● **TEXT BLOCK**:
++++

Re: ntpd dies nightly on a server with jails

From: O. Hartmann <ohartmann_at_walstatt.org>
Date: Fri, 17 Mar 2017 18:05:07 +0100
Am Wed, 15 Mar 2017 13:12:37 -0700
Cy Schubert <Cy.Schubert_at_komquats.com> schrieb:

> Hi O.Hartmann,
> 
> I'll try to answer as much as I can in the noon hour I have left.
> 
> In message <20170315071724.78bb0bdc_at_freyja.zeit4.iv.bundesimmobilien.de>, 
> "O. H
> artmann" writes:
> > Running a host with several jails on recent CURRENT (12.0-CURRENT #8 r315187:
> > Sun Mar 12 11:22:38 CET 2017 amd64) makes me trouble on a daily basis.
> > 
> > The box is an older two-socket Fujitsu server equipted with two four-core
> > Intel(R) Xeon(R) CPU L5420  _at_ 2.50GHz.
> > 
> > The box has several jails, each jail does NOT run service ntpd. Each jail has
> > its dedicated loopback, lo1 throughout lo5 (for the moment) with dedicated IP
> > :
> > 127.0.1.1 - 127.0.5.1 (if this matter, I believe not).

++++

● **PROBLEM A**: Edit the rows from the line containing "this form: (846,653)." through the last row, changing "blue jeans" to "denim jeans" and keeping everything else the same. Return only that part of the rows.

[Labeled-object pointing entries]
++++

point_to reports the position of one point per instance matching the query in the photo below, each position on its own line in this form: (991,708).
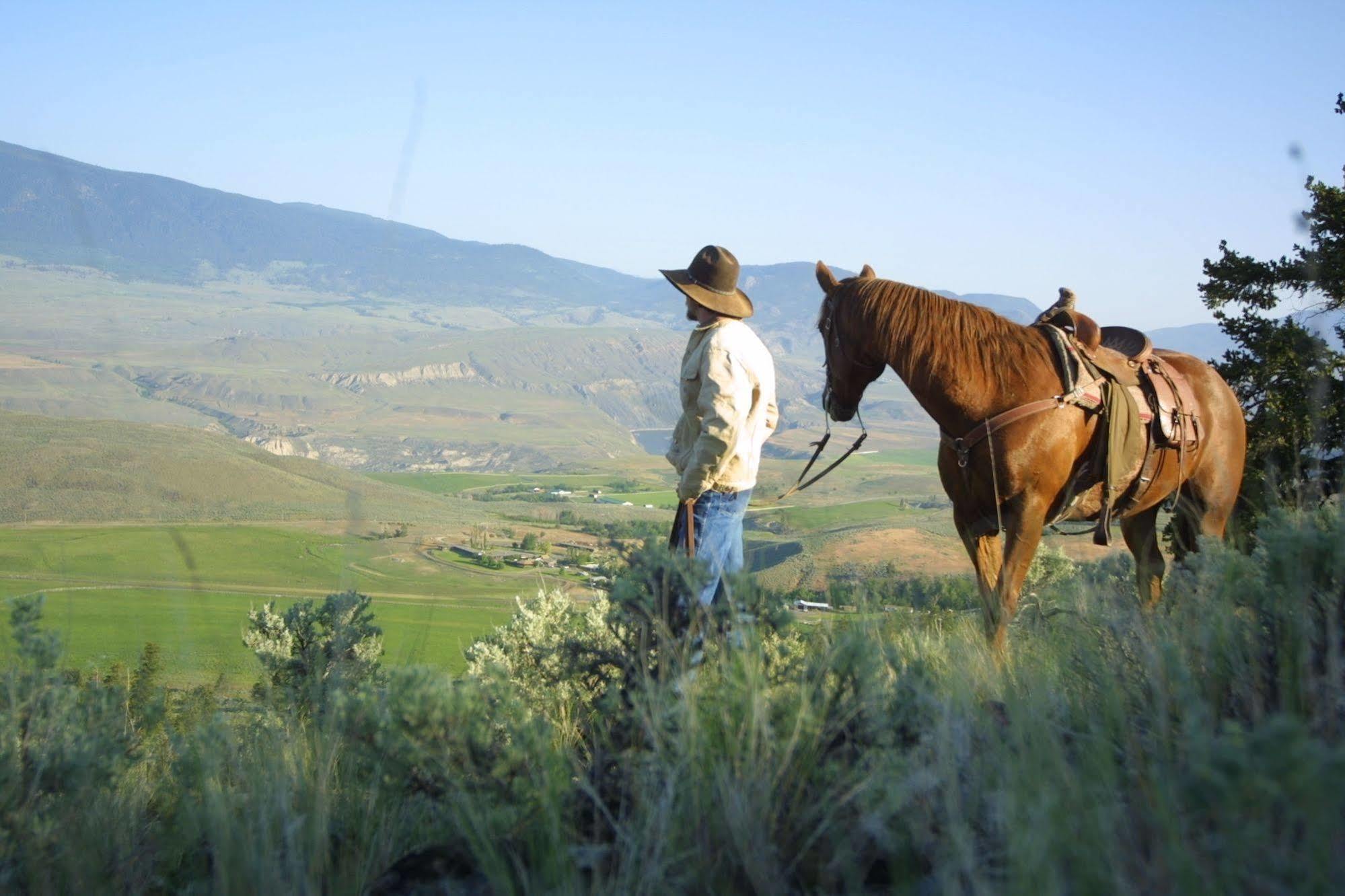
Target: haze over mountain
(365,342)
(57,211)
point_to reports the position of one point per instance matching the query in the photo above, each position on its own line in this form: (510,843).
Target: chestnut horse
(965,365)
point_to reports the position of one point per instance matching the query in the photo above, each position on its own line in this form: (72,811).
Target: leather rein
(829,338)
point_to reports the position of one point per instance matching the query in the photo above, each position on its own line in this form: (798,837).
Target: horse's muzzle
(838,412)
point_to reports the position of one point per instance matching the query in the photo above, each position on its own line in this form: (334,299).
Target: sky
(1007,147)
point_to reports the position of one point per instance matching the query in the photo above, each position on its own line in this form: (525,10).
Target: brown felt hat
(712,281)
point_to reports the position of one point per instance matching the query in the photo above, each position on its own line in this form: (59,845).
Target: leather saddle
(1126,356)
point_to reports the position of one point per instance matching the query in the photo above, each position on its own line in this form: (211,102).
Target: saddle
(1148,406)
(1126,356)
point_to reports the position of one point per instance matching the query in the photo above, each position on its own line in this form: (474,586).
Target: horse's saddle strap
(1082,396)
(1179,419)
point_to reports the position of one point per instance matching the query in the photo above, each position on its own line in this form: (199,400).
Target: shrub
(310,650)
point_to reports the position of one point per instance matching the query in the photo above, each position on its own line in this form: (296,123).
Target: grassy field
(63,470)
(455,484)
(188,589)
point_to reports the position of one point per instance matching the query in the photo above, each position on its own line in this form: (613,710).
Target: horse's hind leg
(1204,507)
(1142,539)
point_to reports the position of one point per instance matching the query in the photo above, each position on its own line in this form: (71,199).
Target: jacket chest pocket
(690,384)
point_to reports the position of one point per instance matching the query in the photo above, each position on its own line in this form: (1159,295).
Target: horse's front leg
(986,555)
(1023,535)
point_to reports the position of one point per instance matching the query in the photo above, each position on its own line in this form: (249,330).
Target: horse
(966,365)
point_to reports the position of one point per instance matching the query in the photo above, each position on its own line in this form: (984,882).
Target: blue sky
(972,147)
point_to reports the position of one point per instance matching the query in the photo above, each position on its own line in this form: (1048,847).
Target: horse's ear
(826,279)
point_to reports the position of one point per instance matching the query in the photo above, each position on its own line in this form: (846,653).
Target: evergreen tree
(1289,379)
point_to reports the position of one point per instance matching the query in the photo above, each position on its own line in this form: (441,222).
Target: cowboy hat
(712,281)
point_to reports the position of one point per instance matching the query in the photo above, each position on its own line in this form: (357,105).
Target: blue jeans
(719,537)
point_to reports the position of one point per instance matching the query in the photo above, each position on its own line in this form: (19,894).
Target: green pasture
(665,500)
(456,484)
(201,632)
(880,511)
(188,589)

++++

● **PROBLEM B**:
Answer these questions about the ntpd thread:
(i) On what date was O. Hartmann's reply sent?
(ii) What Intel Xeon CPU model does the server have?
(iii) Which loopback interfaces are dedicated to the jails?

● **COMPLETE ANSWER A**:
point_to reports the position of one point per instance matching the query in the photo above, each position on its own line in this form: (846,653).
Target: evergreen tree
(1289,379)
point_to reports the position of one point per instance matching the query in the photo above, each position on its own line in this form: (441,222).
Target: cowboy hat
(712,281)
point_to reports the position of one point per instance matching the query in the photo above, each position on its own line in this form: (357,105).
Target: denim jeans
(719,537)
point_to reports the position of one point per instance matching the query in the photo above, each position on its own line in this form: (19,894).
Target: green pasture
(665,500)
(456,484)
(201,632)
(880,511)
(188,589)

● **COMPLETE ANSWER B**:
(i) Friday, March 17, 2017.
(ii) The L5420.
(iii) lo1 through lo5.